Job. Starting at the line containing "Expected: a single pin indicated on each instance of the beige" and continuing through the end of the records, rewrite those lines with "cabinet door" changed to "cupboard door" and everything else left as is.

(Excerpts from point annotation data)
========
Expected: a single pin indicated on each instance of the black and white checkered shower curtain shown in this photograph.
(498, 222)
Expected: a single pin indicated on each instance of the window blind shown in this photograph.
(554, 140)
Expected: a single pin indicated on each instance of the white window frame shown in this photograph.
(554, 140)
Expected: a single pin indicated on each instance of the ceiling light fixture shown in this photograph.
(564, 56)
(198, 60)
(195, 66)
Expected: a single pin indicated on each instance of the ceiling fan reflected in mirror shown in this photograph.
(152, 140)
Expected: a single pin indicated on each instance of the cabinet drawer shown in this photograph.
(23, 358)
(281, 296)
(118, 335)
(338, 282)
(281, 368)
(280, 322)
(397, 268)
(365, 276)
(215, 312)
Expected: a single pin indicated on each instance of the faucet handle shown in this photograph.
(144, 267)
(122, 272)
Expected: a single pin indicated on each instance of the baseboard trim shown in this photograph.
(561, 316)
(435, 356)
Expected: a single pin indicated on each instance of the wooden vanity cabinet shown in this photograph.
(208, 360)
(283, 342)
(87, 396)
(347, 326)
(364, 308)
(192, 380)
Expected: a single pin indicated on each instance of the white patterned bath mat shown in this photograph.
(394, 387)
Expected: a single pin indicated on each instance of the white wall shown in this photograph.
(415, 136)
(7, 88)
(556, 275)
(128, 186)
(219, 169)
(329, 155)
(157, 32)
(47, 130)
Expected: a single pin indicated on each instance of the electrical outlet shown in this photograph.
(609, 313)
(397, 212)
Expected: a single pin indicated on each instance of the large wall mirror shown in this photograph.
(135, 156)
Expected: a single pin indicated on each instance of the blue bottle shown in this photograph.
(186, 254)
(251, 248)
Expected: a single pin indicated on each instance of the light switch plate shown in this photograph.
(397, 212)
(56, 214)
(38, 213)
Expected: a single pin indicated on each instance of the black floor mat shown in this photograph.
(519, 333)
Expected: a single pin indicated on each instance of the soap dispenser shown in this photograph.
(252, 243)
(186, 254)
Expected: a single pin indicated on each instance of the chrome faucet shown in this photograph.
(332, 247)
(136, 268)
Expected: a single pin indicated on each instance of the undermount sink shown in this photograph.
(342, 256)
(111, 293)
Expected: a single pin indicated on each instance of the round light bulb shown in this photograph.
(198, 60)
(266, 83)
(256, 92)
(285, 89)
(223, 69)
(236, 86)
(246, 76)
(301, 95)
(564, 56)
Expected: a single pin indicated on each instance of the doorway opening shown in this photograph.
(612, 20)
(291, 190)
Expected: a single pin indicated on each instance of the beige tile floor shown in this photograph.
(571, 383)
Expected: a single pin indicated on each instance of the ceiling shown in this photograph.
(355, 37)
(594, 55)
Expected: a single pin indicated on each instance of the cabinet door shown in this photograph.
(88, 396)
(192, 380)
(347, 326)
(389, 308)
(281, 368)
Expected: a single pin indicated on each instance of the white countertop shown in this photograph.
========
Output for this exercise.
Expected: a single pin indicated on each instance of the beige tile floor shown in this photograph.
(571, 383)
Expected: a single pin indicated on each instance of the ceiling shown in this photograph.
(355, 37)
(594, 55)
Expected: a single pin indicated on each instance of the cupboard door shown in this photograph.
(88, 396)
(192, 380)
(347, 326)
(389, 308)
(281, 368)
Expected: a single pin indicated on each instance of the white countertop shown in this photograph.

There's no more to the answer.